Selected passage:
Substituting \(4nS_{n}\) for \(u_{n}\) in (2.2) and then simplifying, the recurrence (2.1) follows easily. □

2.2 Bounds for \(\frac{S_{n}}{S_{n-1}}\)

In [4], Chen and Xia provided a heuristic approach to find bounds for \(\frac{z_{n}}{z_{n-1}}\), where \(z_{n}\) satisfies a three-term recurrence. The following bounds can be acquired by using their method.

Lemma 2.2


$$h(n)=9-\frac{9}{2n^{2}}. $$

Then we have

$$ h(n-1)< \frac{S_{n}}{S_{n-1}}< h(n)\quad \textit{for } n\geq2. $$


We proceed our proof by induction on n. For the sake of simplicity, let

$$s_{n}=\frac{S_{n}}{S_{n-1}}. $$

To begin with,

$$h(1)=\frac{9}{2}< s_{2}=\frac{55}{7}< h(2)= \frac{63}{8}, $$

so inequality (2.3) holds for \(n=2\).

Suppose that \(h(n-1)< s_{n}< h(n)\), we proceed to show that \(h(n)< s_{n+1}< h(n+1)\).

On the one hand, by Lemma 2.1, we have

$$\begin{aligned} s_{n+1}-h(n+1) =&\frac{(4n+7) (10n^{2}+10n+3 )}{(n+1)^{2}(4n+3)} -\frac{9n^{2}(4n+7)}{(n+1)^{2}(4n-1)s_{n}}-h(n+1) \\ < &\frac{4n+7}{(n+1)^{2}} \biggl(\frac{10n^{2}+10n+3}{4n+3} -\frac{9n^{2}}{(4n-1)h(n)} \biggr)-h(n+1) \\ =&\frac{4n+7}{(n+1)^{2}} \biggl(\frac{72 n^{5}+54 n^{4}-36 n^{3}-36 n^{2}-2 n+3}{(4 n-1) (4 n+3) (2 n^{2}-1 )} \biggr)-h(n+1) \\ =&\frac{-88 n^{2}-40 n+15}{2 (n+1)^{2} (4 n-1) (4 n+3) (2 n^{2}-1 )} \\ < &0\quad \text{for } n\geq1, \end{aligned}$$

which obviously implies \(s_{n+1}< h(n+1)\).

Supplied entries:
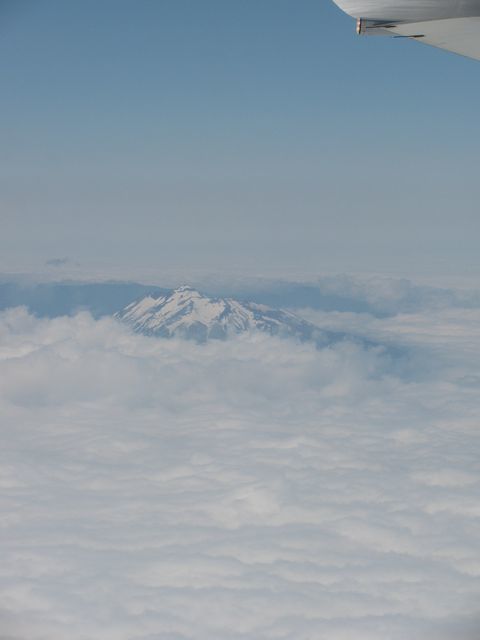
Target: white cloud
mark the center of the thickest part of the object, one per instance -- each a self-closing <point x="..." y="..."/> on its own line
<point x="254" y="488"/>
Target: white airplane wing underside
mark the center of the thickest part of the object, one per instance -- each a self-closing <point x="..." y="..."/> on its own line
<point x="460" y="35"/>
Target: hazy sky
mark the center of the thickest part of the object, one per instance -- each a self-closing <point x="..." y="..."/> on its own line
<point x="218" y="134"/>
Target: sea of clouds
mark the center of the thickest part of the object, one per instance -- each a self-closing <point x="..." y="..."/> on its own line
<point x="250" y="489"/>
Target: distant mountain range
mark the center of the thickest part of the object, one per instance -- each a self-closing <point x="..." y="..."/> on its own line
<point x="187" y="313"/>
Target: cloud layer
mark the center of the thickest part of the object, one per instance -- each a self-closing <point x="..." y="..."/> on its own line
<point x="256" y="488"/>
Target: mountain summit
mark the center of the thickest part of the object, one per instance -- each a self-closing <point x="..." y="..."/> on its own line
<point x="189" y="314"/>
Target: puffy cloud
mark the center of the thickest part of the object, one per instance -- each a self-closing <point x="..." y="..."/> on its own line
<point x="254" y="488"/>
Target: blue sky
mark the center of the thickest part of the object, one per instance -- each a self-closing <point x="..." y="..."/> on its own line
<point x="232" y="135"/>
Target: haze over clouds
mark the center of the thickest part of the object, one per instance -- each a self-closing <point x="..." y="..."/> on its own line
<point x="253" y="488"/>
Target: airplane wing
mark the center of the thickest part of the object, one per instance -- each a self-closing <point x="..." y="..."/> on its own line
<point x="460" y="35"/>
<point x="448" y="24"/>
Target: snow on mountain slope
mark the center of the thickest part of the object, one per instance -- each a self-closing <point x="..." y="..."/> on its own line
<point x="187" y="313"/>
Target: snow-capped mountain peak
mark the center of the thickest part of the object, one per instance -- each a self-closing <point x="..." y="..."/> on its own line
<point x="187" y="313"/>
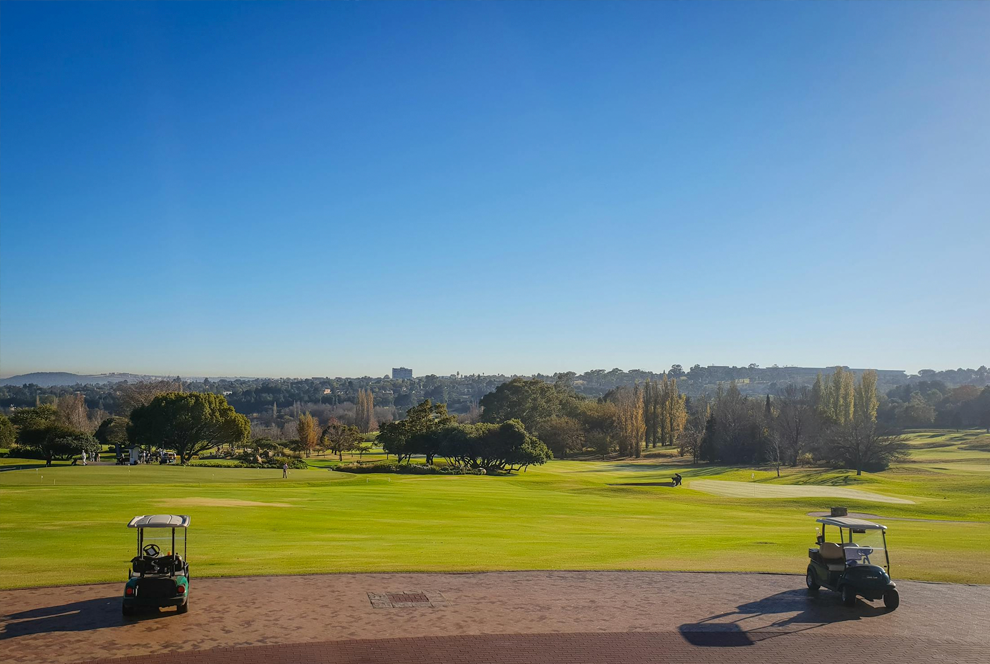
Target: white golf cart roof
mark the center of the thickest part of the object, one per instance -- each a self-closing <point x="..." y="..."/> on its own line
<point x="160" y="521"/>
<point x="850" y="522"/>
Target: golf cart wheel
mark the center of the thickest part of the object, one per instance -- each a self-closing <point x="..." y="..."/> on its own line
<point x="809" y="579"/>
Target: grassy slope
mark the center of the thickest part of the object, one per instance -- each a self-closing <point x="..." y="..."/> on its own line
<point x="66" y="524"/>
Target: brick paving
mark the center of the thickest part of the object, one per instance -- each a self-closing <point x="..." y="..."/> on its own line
<point x="561" y="617"/>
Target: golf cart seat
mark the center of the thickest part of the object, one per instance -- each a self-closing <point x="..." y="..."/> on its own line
<point x="832" y="556"/>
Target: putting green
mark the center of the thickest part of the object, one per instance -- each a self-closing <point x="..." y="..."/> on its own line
<point x="757" y="490"/>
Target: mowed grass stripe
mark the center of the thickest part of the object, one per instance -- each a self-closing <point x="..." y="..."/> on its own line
<point x="566" y="515"/>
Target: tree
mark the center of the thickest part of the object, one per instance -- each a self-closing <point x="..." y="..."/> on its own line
<point x="673" y="412"/>
<point x="306" y="432"/>
<point x="395" y="436"/>
<point x="492" y="447"/>
<point x="8" y="434"/>
<point x="188" y="423"/>
<point x="794" y="423"/>
<point x="72" y="411"/>
<point x="133" y="395"/>
<point x="529" y="401"/>
<point x="56" y="441"/>
<point x="630" y="429"/>
<point x="863" y="446"/>
<point x="364" y="412"/>
<point x="563" y="435"/>
<point x="339" y="437"/>
<point x="112" y="431"/>
<point x="600" y="421"/>
<point x="867" y="401"/>
<point x="692" y="435"/>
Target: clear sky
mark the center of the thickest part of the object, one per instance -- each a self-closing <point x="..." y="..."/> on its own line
<point x="317" y="189"/>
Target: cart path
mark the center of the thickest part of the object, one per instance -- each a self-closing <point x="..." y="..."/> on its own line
<point x="499" y="616"/>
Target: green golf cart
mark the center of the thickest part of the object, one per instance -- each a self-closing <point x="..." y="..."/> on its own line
<point x="859" y="568"/>
<point x="157" y="580"/>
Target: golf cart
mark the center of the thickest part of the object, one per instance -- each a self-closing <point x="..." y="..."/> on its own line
<point x="157" y="580"/>
<point x="860" y="568"/>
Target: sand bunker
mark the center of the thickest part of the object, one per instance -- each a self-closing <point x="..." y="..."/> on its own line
<point x="754" y="490"/>
<point x="217" y="502"/>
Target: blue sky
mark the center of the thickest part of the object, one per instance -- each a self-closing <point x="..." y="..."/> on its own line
<point x="316" y="189"/>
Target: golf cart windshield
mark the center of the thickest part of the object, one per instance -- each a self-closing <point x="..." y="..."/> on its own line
<point x="157" y="548"/>
<point x="866" y="548"/>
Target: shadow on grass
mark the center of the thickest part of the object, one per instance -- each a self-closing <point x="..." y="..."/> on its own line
<point x="769" y="618"/>
<point x="81" y="616"/>
<point x="667" y="484"/>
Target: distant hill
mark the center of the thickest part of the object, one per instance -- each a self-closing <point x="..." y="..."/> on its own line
<point x="58" y="378"/>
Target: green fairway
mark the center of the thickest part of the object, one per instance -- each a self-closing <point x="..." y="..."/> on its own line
<point x="65" y="524"/>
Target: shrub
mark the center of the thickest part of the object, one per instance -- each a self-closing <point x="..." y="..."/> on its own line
<point x="399" y="468"/>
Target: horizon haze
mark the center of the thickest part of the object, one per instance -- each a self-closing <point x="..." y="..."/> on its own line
<point x="264" y="189"/>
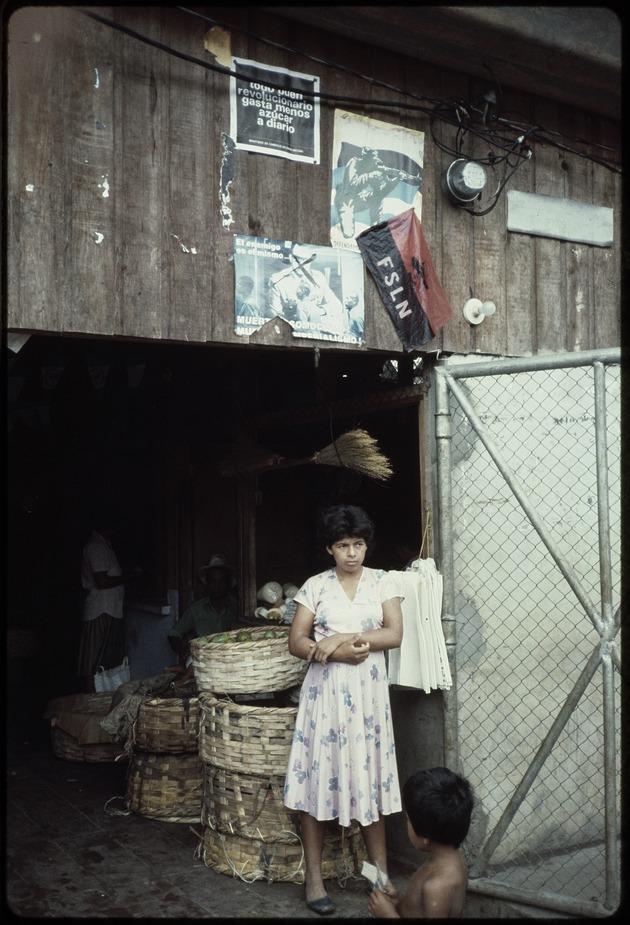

Stated task 1: Output a passage from the proof excerpt word for word, beginning at the words that contain "2.2 Bounds for" and stopping after "using their method.".
Stated task 2: Summarize the proof excerpt in two sentences.
The material plays no part in this.

Correct result 1:
2.2 Bounds for \(\frac{S_{n}}{S_{n-1}}\)

In [4], Chen and Xia provided a heuristic approach to find bounds for \(\frac{z_{n}}{z_{n-1}}\), where \(z_{n}\) satisfies a three-term recurrence. The following bounds can be acquired by using their method.

Correct result 2: Using a heuristic method of Chen and Xia, Lemma 2.2 gives the bounds h(n−1) < S_n/S_{n−1} < h(n) for n ≥ 2, where h(n) = 9 − 9/(2n²). The proof proceeds by induction on n: it checks the case n = 2 directly, then uses Lemma 2.1 to show that s_{n+1} − h(n+1) < 0, which implies s_{n+1} < h(n+1).